START Information supplied

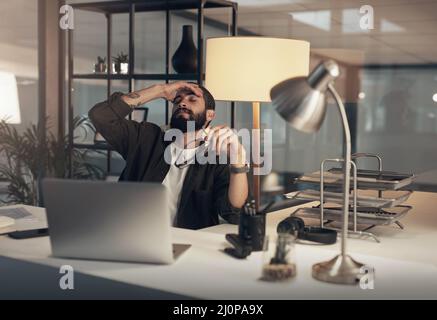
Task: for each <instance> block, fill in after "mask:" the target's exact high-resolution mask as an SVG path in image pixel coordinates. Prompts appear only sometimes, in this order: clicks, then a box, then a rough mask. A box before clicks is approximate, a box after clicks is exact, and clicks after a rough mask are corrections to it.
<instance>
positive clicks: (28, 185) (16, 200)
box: [0, 117, 104, 206]
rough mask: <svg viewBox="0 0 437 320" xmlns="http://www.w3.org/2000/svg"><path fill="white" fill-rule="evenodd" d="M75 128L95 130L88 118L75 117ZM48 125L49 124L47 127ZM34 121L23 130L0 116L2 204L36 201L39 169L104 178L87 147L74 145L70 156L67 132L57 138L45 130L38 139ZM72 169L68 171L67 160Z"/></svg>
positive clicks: (60, 175) (73, 176)
mask: <svg viewBox="0 0 437 320" xmlns="http://www.w3.org/2000/svg"><path fill="white" fill-rule="evenodd" d="M73 126H74V128H76V129H79V130H83V131H84V132H85V134H86V133H87V131H88V129H91V130H92V131H95V129H94V127H93V126H92V124H91V123H90V122H89V120H88V118H85V117H76V118H75V119H74V120H73ZM46 129H48V128H46ZM38 137H39V132H38V129H37V126H36V125H32V126H31V127H30V128H27V129H26V130H25V131H24V132H22V133H21V132H19V131H18V130H17V129H16V128H15V127H12V126H10V125H8V124H7V123H6V122H5V121H4V120H0V180H2V181H5V182H7V184H8V186H7V190H6V199H4V200H2V199H0V205H1V204H7V205H8V204H16V203H17V204H18V203H19V204H26V205H33V206H35V205H38V198H39V188H38V177H39V176H40V173H41V171H43V172H44V175H45V176H47V177H56V178H68V177H69V176H70V175H71V176H72V177H73V178H74V179H103V178H104V171H103V169H101V168H100V167H98V166H96V165H94V164H92V163H91V162H90V161H89V157H88V150H77V149H73V154H72V157H71V158H70V157H69V148H68V145H69V142H68V141H69V139H68V135H66V136H64V137H60V138H57V137H56V136H55V135H53V134H52V133H51V132H50V131H48V130H47V136H46V139H45V141H44V142H41V141H40V139H39V138H38ZM70 160H71V164H72V172H70V165H69V164H70V162H69V161H70Z"/></svg>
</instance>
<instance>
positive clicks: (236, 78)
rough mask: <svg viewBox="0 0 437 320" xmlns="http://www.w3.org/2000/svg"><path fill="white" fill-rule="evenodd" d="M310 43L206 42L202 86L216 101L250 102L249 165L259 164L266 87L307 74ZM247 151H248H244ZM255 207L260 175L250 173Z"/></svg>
mask: <svg viewBox="0 0 437 320" xmlns="http://www.w3.org/2000/svg"><path fill="white" fill-rule="evenodd" d="M309 60H310V44H309V42H307V41H302V40H293V39H281V38H270V37H244V36H243V37H217V38H210V39H208V40H207V41H206V71H205V87H206V88H207V89H208V90H209V91H210V92H211V93H212V95H213V96H214V98H215V99H216V100H222V101H242V102H251V103H252V129H255V130H254V132H253V138H254V139H253V142H252V156H253V157H252V159H253V167H254V168H256V167H257V166H259V164H260V130H259V129H260V103H261V102H270V101H271V100H270V89H271V88H272V86H273V85H275V84H276V83H278V82H280V81H283V80H285V79H288V78H289V77H290V76H293V77H297V76H307V75H308V72H309ZM247 151H248V152H249V150H247ZM252 185H253V189H252V190H253V194H254V200H255V207H256V209H257V210H259V206H260V197H261V195H260V193H261V192H260V176H259V175H256V174H254V175H253V183H252Z"/></svg>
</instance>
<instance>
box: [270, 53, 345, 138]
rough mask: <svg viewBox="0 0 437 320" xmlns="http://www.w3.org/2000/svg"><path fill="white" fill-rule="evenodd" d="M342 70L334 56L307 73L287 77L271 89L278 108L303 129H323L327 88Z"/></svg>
mask: <svg viewBox="0 0 437 320" xmlns="http://www.w3.org/2000/svg"><path fill="white" fill-rule="evenodd" d="M339 74H340V70H339V68H338V65H337V63H335V62H334V61H332V60H327V61H323V62H321V63H320V64H319V65H318V66H317V67H316V68H315V69H314V70H313V71H312V72H311V74H310V75H309V76H308V77H294V78H290V79H287V80H284V81H282V82H280V83H278V84H277V85H275V86H274V87H273V88H272V89H271V90H270V97H271V99H272V102H273V106H275V107H276V111H277V112H278V113H279V114H280V115H281V116H282V118H284V119H285V120H286V121H287V122H288V123H289V124H290V125H292V126H293V127H294V128H296V129H298V130H300V131H303V132H315V131H318V130H319V129H320V126H321V125H322V123H323V120H324V119H325V115H326V94H325V93H326V91H327V90H328V85H329V84H330V83H331V82H332V81H333V80H334V79H335V78H337V77H338V75H339Z"/></svg>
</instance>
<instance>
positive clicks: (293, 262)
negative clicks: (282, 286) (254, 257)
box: [261, 233, 296, 281]
mask: <svg viewBox="0 0 437 320" xmlns="http://www.w3.org/2000/svg"><path fill="white" fill-rule="evenodd" d="M271 240H273V241H270V242H269V241H268V239H266V243H265V246H266V247H265V249H266V250H265V251H264V258H263V267H262V275H261V280H265V281H285V280H289V279H292V278H294V277H295V276H296V263H295V241H296V237H295V236H294V235H291V234H288V233H279V234H278V236H277V238H276V239H271Z"/></svg>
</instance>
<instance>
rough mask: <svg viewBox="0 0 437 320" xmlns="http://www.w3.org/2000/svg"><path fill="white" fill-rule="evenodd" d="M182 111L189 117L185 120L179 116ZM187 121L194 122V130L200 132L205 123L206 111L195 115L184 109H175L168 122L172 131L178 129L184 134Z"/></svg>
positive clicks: (190, 112) (182, 108) (184, 118)
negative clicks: (195, 130)
mask: <svg viewBox="0 0 437 320" xmlns="http://www.w3.org/2000/svg"><path fill="white" fill-rule="evenodd" d="M182 110H185V111H187V112H188V114H189V117H188V119H185V118H184V117H182V116H180V113H181V111H182ZM188 121H194V129H195V130H196V131H197V130H200V129H202V127H203V126H204V125H205V123H206V110H205V111H204V112H202V113H200V114H197V115H195V114H194V113H193V111H191V110H189V109H186V108H180V109H177V110H176V111H175V112H174V113H173V115H172V117H171V120H170V128H173V129H179V130H181V131H182V132H183V133H186V132H187V131H188V127H187V124H188Z"/></svg>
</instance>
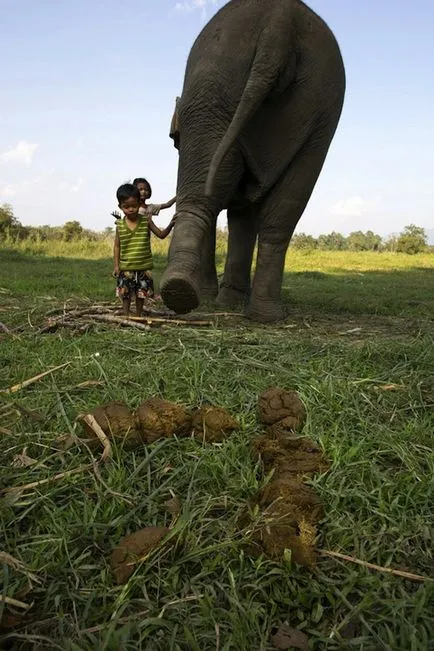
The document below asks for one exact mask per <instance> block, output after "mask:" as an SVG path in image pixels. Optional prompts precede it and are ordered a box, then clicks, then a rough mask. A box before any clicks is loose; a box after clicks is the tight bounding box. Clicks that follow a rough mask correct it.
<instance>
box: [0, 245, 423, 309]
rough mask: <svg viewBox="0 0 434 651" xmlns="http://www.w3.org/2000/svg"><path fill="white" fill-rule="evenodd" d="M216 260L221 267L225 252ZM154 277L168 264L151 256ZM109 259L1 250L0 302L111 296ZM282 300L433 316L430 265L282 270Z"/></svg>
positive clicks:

END Information supplied

_The task_: Your task is to return the entries above exactly, with no pictures.

_Result of the task_:
Task: for each <instance> block, fill in after "mask:" the target's exact high-resolution mask as an SVG path in image pixel coordinates. Prompts appear only sometimes, in this order: clicks, then a box, then a rough mask. A box before clicks is approximate, a box after clicks is exact, and clicks after a rough mask are corrections to it.
<instance>
positive clicks: (28, 185) (16, 200)
box: [0, 117, 104, 206]
rough mask: <svg viewBox="0 0 437 320" xmlns="http://www.w3.org/2000/svg"><path fill="white" fill-rule="evenodd" d="M75 128L95 130L88 118L75 117ZM48 125L49 124L47 127ZM34 121L23 130L0 116L2 204L36 201L39 169L104 178L87 147L74 145L70 156L67 132L57 138L45 130L38 139ZM72 169L68 171L67 160Z"/></svg>
positive clicks: (60, 175) (73, 176)
mask: <svg viewBox="0 0 437 320" xmlns="http://www.w3.org/2000/svg"><path fill="white" fill-rule="evenodd" d="M73 126H74V128H76V129H79V130H83V131H84V132H85V134H86V133H87V131H88V129H91V130H92V131H95V129H94V127H93V126H92V124H91V123H90V122H89V120H88V118H85V117H76V118H75V119H74V120H73ZM46 129H48V128H46ZM38 137H39V132H38V129H37V126H36V125H32V126H31V127H30V128H27V129H26V130H25V131H24V132H22V133H21V132H19V131H18V130H17V129H16V128H15V127H12V126H10V125H8V124H7V123H6V122H5V121H4V120H0V180H2V181H5V182H7V184H8V186H7V190H6V199H4V200H2V199H0V205H1V204H7V205H8V204H16V203H17V204H18V203H19V204H26V205H33V206H35V205H38V198H39V188H38V177H39V176H40V173H41V171H43V172H44V175H45V176H47V177H56V178H68V177H69V176H70V175H71V176H72V177H73V178H74V179H103V178H104V171H103V169H101V168H100V167H98V166H96V165H94V164H92V163H91V162H90V161H89V157H88V150H77V149H73V154H72V157H71V158H70V157H69V148H68V145H69V142H68V141H69V139H68V135H66V136H64V137H60V138H57V137H56V136H55V135H53V134H52V133H51V132H50V131H48V130H47V136H46V139H45V141H44V142H41V141H40V139H39V138H38ZM70 160H71V164H72V172H70V165H69V164H70V162H69V161H70Z"/></svg>
</instance>
<instance>
positive clicks: (236, 78)
rough mask: <svg viewBox="0 0 437 320" xmlns="http://www.w3.org/2000/svg"><path fill="white" fill-rule="evenodd" d="M310 43L206 42L202 86L216 101L250 102L249 165L259 164L266 87L307 74ZM247 151H248H244ZM255 207L260 175L250 173Z"/></svg>
mask: <svg viewBox="0 0 437 320" xmlns="http://www.w3.org/2000/svg"><path fill="white" fill-rule="evenodd" d="M309 60H310V44H309V42H307V41H302V40H293V39H281V38H270V37H244V36H243V37H217V38H210V39H208V40H207V41H206V71H205V87H206V88H207V89H208V90H209V91H210V92H211V93H212V95H213V96H214V98H215V99H216V100H222V101H242V102H251V103H252V129H255V130H254V132H253V138H254V139H253V142H252V156H253V157H252V159H253V167H254V168H256V167H257V166H259V164H260V130H259V129H260V103H261V102H270V101H271V100H270V89H271V88H272V86H273V85H275V84H276V83H278V82H280V81H283V80H285V79H288V78H289V77H290V76H293V77H297V76H307V75H308V72H309ZM247 151H248V152H249V150H247ZM252 185H253V189H252V190H253V194H254V200H255V207H256V209H257V210H259V206H260V197H261V195H260V193H261V192H260V176H259V175H256V174H254V175H253V183H252Z"/></svg>
</instance>
<instance>
box: [270, 53, 345, 138]
rough mask: <svg viewBox="0 0 437 320" xmlns="http://www.w3.org/2000/svg"><path fill="white" fill-rule="evenodd" d="M342 70L334 56L307 73L287 77L271 89L278 108L303 129H323L327 88Z"/></svg>
mask: <svg viewBox="0 0 437 320" xmlns="http://www.w3.org/2000/svg"><path fill="white" fill-rule="evenodd" d="M339 74H340V70H339V68H338V65H337V63H335V62H334V61H332V60H327V61H323V62H321V63H320V64H319V65H318V66H317V67H316V68H315V69H314V70H313V71H312V72H311V74H310V75H309V76H308V77H294V78H290V79H287V80H284V81H282V82H280V83H278V84H277V85H275V86H274V87H273V88H272V89H271V90H270V97H271V99H272V102H273V106H275V107H276V111H277V112H278V113H279V114H280V115H281V116H282V118H284V119H285V120H286V121H287V122H288V123H289V124H290V125H292V126H293V127H294V128H296V129H298V130H300V131H303V132H315V131H318V130H319V129H320V126H321V125H322V123H323V120H324V119H325V115H326V94H325V93H326V91H327V90H328V85H329V84H330V83H331V82H332V81H333V80H334V79H335V78H337V77H338V75H339Z"/></svg>
</instance>
<instance>
positive clicks: (293, 262)
negative clicks: (282, 286) (254, 257)
box: [261, 233, 296, 281]
mask: <svg viewBox="0 0 437 320" xmlns="http://www.w3.org/2000/svg"><path fill="white" fill-rule="evenodd" d="M271 240H273V241H270V242H269V241H268V239H266V243H265V246H266V247H265V249H266V250H265V251H264V258H263V267H262V275H261V280H265V281H285V280H289V279H292V278H294V277H295V276H296V263H295V241H296V237H295V236H294V235H291V234H288V233H279V234H278V236H277V238H276V239H271Z"/></svg>
</instance>
<instance>
rough mask: <svg viewBox="0 0 437 320" xmlns="http://www.w3.org/2000/svg"><path fill="white" fill-rule="evenodd" d="M182 111L189 117L185 120L179 116ZM187 121L194 122V130L200 132L205 123L206 111L195 115L184 109H175L168 122L172 131L178 129L184 134Z"/></svg>
positive clicks: (190, 112) (182, 108) (184, 118)
negative clicks: (195, 130)
mask: <svg viewBox="0 0 437 320" xmlns="http://www.w3.org/2000/svg"><path fill="white" fill-rule="evenodd" d="M182 110H185V111H187V112H188V114H189V117H188V119H185V118H184V117H182V116H180V113H181V111H182ZM188 121H194V129H195V130H196V131H197V130H200V129H202V127H203V126H204V125H205V123H206V110H205V111H204V112H202V113H200V114H197V115H195V114H194V113H193V111H191V110H189V109H186V108H180V109H177V110H176V111H175V112H174V113H173V115H172V117H171V120H170V128H173V129H179V130H181V131H182V132H183V133H186V132H187V131H188V127H187V124H188Z"/></svg>
</instance>
The document below asks for one exact mask per <instance> block, output after "mask:" as an SVG path in image pixels. Optional prompts precede it and are ordered a box, then clicks, then a rough mask. A box before any clicks is loose; a box after clicks is the tight bounding box. Clicks that follow a rough mask correct it.
<instance>
box: [0, 245, 423, 309]
rough mask: <svg viewBox="0 0 434 651" xmlns="http://www.w3.org/2000/svg"><path fill="white" fill-rule="evenodd" d="M216 260L221 267L225 252ZM154 277L168 264L151 256ZM109 259L1 250L0 302L111 296ZM282 300L433 316L430 265L282 270Z"/></svg>
positive clicks:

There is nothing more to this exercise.